═════ SUPPLIED ENTRIES
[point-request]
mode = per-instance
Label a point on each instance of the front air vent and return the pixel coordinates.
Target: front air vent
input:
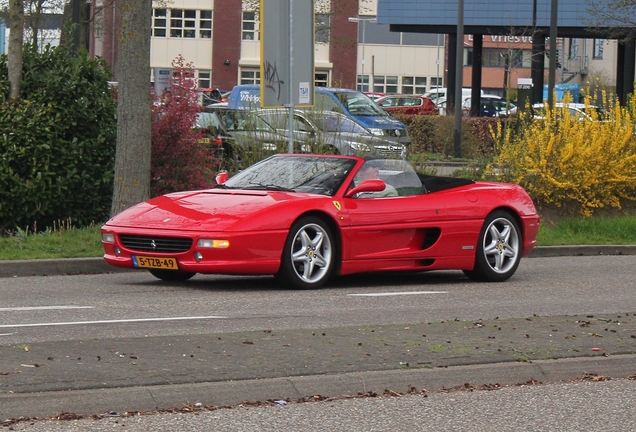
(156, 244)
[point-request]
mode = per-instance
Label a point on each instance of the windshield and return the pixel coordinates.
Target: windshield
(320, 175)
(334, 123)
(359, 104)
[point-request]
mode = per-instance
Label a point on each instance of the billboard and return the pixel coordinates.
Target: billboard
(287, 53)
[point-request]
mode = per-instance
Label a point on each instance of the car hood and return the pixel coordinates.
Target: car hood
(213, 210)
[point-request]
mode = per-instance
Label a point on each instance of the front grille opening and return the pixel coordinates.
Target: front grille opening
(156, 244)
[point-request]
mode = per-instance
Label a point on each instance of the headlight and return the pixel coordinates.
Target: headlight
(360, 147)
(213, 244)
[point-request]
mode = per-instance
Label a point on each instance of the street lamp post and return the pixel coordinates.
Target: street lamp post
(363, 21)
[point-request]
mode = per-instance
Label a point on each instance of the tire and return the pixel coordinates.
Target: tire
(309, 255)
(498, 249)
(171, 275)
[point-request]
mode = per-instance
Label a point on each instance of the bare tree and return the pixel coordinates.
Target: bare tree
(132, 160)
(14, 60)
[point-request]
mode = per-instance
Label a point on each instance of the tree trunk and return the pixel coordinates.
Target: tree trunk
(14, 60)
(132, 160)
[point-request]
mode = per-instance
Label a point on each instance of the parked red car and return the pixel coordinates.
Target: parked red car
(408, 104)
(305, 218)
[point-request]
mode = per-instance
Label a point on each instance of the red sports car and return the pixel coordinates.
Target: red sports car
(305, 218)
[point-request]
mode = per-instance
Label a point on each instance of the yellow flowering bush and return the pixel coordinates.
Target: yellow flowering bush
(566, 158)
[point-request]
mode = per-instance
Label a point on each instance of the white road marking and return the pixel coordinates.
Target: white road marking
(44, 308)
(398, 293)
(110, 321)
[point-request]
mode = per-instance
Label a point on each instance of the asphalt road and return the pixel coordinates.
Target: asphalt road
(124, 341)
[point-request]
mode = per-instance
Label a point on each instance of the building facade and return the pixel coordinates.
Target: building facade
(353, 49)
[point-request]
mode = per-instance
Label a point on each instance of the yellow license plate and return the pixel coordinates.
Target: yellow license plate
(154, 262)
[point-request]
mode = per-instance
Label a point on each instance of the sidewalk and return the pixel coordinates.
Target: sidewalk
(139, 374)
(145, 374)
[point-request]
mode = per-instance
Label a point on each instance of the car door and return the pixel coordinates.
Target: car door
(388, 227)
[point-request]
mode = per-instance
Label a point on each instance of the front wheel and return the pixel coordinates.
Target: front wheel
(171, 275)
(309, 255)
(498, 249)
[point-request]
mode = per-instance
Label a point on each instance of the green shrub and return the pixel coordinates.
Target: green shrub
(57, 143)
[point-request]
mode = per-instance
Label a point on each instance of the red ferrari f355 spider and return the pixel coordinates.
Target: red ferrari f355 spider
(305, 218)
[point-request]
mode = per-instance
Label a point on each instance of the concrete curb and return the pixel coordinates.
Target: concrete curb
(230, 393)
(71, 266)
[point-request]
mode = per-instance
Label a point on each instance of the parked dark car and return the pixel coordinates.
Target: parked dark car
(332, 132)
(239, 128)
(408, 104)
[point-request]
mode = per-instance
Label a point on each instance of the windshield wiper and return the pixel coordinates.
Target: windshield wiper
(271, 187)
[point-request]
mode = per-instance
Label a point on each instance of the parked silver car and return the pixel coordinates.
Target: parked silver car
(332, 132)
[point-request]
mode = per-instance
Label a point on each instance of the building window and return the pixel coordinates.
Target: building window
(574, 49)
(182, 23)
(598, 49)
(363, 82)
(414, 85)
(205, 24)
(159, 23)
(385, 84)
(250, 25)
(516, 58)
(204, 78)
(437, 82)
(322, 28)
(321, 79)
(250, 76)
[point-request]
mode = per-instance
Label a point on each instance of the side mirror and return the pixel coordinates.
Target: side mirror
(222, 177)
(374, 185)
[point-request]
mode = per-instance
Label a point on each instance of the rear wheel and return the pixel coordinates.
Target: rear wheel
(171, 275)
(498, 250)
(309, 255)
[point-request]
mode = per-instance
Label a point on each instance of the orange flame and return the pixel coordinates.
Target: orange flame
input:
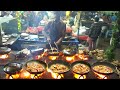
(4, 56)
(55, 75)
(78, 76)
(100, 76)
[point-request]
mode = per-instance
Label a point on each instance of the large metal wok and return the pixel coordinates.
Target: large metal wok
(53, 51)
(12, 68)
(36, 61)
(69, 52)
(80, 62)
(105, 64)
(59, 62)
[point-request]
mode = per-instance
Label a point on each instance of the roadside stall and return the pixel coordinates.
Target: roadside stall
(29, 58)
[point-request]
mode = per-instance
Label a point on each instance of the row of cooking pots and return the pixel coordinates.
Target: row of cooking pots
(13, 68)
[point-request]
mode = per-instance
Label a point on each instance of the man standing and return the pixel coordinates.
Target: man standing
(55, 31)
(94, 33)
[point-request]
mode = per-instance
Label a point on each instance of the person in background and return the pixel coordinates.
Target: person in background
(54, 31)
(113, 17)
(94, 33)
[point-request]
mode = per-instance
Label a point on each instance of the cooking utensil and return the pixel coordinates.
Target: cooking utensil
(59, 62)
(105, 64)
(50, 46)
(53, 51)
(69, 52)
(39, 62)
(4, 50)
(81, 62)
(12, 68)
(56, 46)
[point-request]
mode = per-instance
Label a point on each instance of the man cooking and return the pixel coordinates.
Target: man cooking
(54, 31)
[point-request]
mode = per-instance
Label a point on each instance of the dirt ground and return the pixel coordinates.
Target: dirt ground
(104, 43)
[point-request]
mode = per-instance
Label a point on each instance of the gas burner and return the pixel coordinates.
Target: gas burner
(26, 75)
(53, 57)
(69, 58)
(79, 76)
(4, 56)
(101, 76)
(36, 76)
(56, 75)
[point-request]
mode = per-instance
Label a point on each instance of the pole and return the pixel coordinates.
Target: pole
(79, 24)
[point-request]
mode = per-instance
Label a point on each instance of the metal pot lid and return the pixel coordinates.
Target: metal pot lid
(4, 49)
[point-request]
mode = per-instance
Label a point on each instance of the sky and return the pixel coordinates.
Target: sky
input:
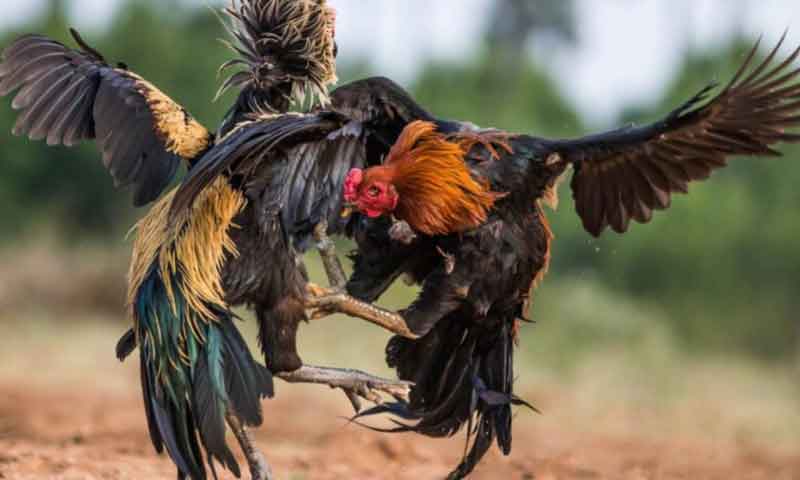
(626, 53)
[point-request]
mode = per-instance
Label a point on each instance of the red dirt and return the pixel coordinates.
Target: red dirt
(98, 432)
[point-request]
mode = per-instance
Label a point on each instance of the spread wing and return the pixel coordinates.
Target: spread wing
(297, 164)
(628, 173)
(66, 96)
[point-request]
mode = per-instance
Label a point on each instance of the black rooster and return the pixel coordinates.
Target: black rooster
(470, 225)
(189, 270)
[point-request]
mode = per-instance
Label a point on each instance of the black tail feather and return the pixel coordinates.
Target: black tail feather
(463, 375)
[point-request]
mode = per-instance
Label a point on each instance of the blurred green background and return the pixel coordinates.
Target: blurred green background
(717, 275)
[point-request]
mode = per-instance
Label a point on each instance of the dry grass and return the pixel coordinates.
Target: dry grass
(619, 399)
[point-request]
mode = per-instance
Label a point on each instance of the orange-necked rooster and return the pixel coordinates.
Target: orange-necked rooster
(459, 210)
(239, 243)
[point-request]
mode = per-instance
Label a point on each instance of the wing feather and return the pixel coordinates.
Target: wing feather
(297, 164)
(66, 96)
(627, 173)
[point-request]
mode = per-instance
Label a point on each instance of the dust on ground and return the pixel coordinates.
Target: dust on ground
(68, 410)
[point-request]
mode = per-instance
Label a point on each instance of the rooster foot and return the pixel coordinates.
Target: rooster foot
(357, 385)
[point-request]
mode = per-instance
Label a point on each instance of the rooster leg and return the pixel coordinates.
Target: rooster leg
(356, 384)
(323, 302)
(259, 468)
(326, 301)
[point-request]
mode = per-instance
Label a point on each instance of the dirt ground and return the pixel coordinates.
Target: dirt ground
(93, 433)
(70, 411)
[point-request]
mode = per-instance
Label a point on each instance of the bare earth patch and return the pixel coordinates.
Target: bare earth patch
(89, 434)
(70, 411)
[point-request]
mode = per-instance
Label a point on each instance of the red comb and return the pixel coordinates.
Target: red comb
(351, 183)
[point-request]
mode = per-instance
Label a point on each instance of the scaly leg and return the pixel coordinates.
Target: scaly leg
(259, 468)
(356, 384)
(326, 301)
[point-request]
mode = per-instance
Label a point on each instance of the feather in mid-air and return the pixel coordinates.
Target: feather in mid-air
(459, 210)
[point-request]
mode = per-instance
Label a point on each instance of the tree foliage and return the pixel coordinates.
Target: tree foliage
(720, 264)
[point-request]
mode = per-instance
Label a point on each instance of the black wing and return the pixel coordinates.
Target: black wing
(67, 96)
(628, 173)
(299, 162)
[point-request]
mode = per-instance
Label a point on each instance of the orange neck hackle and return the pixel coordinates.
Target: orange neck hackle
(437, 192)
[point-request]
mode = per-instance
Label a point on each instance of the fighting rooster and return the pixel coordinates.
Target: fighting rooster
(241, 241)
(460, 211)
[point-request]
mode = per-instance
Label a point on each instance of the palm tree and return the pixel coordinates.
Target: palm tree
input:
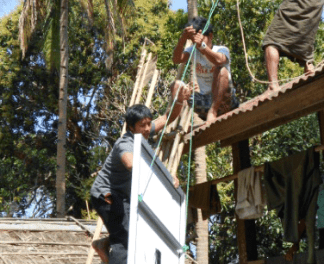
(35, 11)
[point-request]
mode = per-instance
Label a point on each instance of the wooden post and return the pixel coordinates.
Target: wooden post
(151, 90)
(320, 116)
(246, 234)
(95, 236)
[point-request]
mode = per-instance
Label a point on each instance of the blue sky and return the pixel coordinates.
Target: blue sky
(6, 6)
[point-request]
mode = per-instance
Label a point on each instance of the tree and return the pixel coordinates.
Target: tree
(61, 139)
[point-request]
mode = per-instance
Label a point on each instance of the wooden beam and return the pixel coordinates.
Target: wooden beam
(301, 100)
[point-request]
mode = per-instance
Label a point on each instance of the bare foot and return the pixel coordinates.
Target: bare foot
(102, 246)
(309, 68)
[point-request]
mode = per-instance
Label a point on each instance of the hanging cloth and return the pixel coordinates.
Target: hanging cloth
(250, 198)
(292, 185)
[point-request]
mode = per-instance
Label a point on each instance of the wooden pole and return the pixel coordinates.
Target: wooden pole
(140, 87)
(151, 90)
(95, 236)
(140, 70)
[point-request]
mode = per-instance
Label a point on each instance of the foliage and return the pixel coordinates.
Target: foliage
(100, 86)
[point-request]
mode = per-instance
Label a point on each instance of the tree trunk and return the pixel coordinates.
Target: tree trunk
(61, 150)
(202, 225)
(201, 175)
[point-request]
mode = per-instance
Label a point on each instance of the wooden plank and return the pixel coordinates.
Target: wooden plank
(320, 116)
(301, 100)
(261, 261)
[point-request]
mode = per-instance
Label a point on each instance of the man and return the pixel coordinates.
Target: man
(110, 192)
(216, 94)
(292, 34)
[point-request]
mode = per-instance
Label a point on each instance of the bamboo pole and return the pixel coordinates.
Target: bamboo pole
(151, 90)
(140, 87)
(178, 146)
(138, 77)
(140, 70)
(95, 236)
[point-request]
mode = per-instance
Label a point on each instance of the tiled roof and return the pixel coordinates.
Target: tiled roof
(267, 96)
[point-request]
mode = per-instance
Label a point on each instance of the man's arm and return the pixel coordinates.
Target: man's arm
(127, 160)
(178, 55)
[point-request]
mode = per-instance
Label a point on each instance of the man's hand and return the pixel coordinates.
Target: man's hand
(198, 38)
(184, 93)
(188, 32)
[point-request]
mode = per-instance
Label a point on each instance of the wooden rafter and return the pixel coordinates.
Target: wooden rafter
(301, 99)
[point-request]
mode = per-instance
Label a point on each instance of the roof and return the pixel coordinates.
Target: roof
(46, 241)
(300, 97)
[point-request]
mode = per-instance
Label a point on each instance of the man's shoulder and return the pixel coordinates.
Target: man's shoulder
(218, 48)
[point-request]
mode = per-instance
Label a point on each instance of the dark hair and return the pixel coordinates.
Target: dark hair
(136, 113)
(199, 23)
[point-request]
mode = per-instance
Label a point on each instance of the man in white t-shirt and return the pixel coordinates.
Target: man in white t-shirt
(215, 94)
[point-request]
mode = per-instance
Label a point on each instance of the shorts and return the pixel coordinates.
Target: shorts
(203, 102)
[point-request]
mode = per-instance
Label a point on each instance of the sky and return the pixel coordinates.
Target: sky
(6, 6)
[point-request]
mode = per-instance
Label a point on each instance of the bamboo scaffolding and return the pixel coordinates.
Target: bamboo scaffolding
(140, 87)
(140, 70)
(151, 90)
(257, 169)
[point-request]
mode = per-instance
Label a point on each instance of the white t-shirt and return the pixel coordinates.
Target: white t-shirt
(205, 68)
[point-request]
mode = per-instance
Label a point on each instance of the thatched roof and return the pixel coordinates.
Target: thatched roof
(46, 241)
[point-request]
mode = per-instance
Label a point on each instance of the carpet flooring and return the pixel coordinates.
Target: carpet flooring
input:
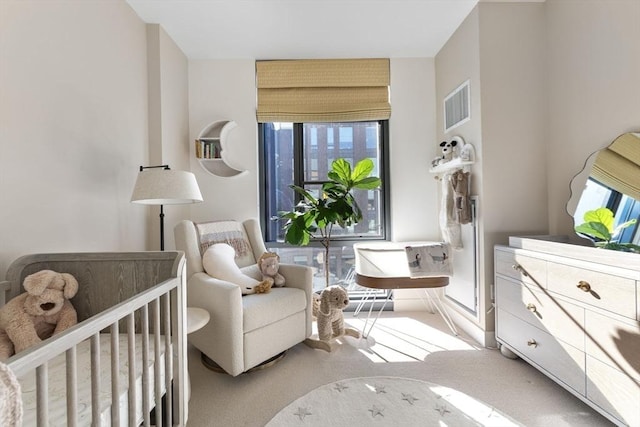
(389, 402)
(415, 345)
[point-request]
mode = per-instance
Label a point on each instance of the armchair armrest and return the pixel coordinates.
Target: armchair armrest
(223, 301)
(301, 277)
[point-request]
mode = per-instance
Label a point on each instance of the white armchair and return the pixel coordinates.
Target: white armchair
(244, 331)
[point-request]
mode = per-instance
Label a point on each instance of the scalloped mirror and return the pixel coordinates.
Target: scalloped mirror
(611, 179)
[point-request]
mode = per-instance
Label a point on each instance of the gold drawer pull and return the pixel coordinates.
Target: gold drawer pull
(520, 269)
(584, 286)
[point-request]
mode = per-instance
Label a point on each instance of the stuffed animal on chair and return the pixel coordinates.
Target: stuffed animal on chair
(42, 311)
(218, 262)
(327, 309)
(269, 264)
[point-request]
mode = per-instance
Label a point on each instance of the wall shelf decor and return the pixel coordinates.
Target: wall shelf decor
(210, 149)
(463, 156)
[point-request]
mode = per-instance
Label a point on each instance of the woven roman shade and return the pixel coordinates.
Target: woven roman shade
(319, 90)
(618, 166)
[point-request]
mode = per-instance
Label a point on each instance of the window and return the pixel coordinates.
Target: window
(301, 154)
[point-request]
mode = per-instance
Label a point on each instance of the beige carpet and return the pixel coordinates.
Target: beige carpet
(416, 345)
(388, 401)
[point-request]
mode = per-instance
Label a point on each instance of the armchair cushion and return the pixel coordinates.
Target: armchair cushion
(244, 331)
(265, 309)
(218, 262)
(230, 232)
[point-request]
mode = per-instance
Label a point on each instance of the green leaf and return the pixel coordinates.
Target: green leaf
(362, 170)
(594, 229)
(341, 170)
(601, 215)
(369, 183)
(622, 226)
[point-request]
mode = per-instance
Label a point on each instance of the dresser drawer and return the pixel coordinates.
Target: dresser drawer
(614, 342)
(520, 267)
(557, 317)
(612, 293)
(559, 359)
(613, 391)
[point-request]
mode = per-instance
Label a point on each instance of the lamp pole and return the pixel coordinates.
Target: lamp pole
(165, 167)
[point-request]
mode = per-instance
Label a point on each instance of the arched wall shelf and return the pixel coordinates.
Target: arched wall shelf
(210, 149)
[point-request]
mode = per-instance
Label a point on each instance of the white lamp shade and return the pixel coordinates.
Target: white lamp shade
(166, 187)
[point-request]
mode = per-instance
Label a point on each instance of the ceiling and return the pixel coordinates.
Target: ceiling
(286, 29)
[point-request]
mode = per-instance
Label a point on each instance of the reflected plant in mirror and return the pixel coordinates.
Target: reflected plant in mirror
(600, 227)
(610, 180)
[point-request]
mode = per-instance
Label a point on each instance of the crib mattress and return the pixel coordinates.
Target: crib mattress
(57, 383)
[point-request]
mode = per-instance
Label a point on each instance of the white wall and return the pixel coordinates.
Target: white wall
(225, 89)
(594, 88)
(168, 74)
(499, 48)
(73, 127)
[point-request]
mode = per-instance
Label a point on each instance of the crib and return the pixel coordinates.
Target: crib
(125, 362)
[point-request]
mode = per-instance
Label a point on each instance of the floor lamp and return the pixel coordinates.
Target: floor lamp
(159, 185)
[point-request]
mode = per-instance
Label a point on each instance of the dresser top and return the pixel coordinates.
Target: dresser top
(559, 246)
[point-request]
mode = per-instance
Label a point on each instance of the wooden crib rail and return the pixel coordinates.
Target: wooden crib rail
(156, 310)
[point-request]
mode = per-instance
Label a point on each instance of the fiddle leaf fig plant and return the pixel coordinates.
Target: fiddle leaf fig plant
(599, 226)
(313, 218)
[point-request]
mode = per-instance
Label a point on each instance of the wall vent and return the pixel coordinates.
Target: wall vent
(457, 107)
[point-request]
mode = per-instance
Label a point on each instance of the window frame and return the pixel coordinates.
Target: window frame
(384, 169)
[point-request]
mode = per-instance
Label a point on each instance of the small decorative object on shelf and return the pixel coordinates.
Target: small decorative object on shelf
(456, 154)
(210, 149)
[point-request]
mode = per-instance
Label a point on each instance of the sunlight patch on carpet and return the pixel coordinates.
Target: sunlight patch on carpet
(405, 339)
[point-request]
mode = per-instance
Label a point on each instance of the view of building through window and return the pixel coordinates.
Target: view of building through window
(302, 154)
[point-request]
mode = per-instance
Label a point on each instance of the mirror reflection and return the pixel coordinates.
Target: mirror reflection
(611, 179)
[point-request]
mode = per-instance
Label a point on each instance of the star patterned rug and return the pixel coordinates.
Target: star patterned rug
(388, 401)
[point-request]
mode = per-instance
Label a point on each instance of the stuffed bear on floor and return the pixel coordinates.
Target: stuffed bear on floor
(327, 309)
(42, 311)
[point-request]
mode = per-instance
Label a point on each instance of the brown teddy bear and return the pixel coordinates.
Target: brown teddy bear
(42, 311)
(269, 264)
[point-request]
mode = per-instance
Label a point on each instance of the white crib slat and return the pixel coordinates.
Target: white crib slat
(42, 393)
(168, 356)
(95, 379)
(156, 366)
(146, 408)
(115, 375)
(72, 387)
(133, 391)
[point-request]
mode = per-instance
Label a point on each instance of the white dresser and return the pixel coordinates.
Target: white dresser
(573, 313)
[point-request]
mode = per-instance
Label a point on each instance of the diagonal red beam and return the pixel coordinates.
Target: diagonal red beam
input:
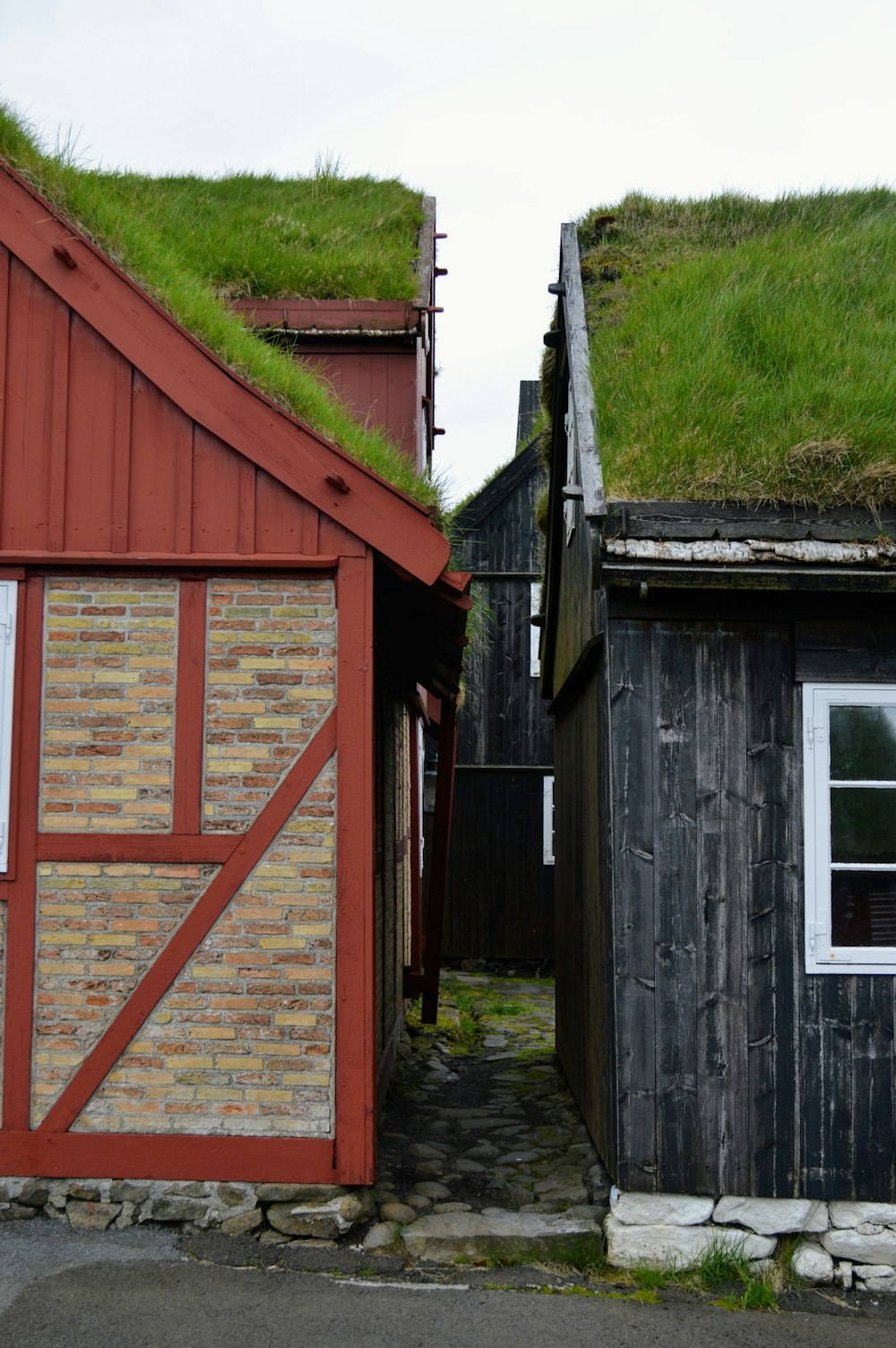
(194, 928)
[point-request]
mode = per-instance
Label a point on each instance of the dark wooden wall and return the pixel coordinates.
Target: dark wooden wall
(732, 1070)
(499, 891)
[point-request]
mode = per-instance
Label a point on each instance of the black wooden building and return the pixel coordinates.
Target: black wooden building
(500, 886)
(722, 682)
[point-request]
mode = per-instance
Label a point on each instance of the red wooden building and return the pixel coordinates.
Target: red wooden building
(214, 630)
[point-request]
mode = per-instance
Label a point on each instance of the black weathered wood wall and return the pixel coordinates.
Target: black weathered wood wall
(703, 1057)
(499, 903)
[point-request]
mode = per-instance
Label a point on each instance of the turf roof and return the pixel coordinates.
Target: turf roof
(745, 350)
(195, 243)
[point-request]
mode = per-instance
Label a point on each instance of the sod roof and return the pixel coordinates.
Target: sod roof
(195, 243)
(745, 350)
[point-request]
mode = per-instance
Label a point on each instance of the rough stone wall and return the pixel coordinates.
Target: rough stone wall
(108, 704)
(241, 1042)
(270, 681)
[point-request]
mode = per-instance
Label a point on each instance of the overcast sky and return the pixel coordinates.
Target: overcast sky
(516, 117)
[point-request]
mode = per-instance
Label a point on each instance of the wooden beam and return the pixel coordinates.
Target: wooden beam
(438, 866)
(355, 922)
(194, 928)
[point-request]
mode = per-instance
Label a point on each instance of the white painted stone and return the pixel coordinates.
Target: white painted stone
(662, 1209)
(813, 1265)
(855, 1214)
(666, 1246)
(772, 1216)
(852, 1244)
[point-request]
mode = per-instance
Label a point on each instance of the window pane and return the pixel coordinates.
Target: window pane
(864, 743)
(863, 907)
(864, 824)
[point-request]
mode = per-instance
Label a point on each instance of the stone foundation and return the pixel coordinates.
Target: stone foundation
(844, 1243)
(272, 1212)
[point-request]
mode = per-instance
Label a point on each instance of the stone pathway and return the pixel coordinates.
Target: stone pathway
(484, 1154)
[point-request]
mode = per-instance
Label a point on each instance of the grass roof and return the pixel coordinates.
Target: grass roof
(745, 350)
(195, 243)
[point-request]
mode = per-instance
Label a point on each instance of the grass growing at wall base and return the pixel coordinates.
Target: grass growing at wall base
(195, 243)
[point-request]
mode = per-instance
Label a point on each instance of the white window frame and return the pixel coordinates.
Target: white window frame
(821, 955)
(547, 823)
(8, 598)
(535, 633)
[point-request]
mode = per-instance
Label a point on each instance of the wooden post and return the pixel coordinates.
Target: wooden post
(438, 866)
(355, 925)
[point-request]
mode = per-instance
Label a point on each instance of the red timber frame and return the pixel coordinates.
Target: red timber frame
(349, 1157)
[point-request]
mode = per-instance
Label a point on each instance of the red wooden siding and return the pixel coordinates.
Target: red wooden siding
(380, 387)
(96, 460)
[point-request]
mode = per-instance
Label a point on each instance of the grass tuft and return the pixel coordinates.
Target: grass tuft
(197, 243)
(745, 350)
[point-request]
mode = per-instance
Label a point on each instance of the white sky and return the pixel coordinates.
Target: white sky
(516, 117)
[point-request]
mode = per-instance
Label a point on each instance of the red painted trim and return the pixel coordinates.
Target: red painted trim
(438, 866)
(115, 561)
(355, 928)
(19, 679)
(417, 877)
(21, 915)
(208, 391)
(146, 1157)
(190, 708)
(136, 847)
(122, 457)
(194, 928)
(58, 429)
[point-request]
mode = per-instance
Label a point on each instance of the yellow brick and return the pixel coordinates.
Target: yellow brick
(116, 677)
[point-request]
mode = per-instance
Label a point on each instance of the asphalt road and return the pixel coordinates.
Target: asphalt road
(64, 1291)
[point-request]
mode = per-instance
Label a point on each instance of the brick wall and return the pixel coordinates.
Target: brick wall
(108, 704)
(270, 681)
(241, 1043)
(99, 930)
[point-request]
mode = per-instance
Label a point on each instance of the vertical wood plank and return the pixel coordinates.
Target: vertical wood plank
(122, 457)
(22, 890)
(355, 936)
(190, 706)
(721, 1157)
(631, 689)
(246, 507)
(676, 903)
══════════
## YOUR ASSIGNMENT
Where the listing above has a line with "Label a point on each instance of the white lamp", start there, and output every line exactly through the line with "Label a point on each instance of the wall vent", which is also included.

## ANSWER BELOW
Label a point on each instance of the white lamp shade and return the pixel coordinates.
Target: white lamp shade
(166, 187)
[point-request]
mode = per-instance
Label a point on each instance of the ceiling and return the pixel coordinates.
Target: ceiling
(286, 29)
[point-request]
mode = per-instance
Label a point on each instance of the reflected plant in mirror and return the pixel coordinates.
Target: reflected plant in mirror
(600, 227)
(610, 180)
[point-request]
mode = per-instance
Label a point on each instance of the crib mattress and return the pixel coordinates.
Target: crib mattress
(57, 383)
[point-request]
mode = per-instance
Label a point on each instance of the white wall and return the pixel coordinates.
Target: white wall
(225, 89)
(594, 88)
(168, 74)
(499, 48)
(73, 127)
[point-request]
mode = per-instance
Label a point on each instance of the crib and return the pixel coordinates.
Target: crib
(125, 362)
[point-request]
mode = per-instance
Label a point on each instance of the floor lamp and return the pixel coordinates.
Target: floor lamp
(159, 185)
[point-request]
mode = per-instance
Label a point on each instance of the dresser top and return the pixel coordinates.
Target: dresser top
(559, 246)
[point-request]
mode = per-instance
Label a point on each instance of the wooden crib rail and return the pixel coordinates.
Target: wooden crib rail
(156, 310)
[point-request]
mode = per-instance
Label a point on each instance of the fiddle leaf fig plant and return the pixel coordinates.
Target: fiddle leaf fig plant
(599, 226)
(313, 218)
[point-request]
mode = per-instance
Label a point on each instance of the wall vent and return the pixel coordinates.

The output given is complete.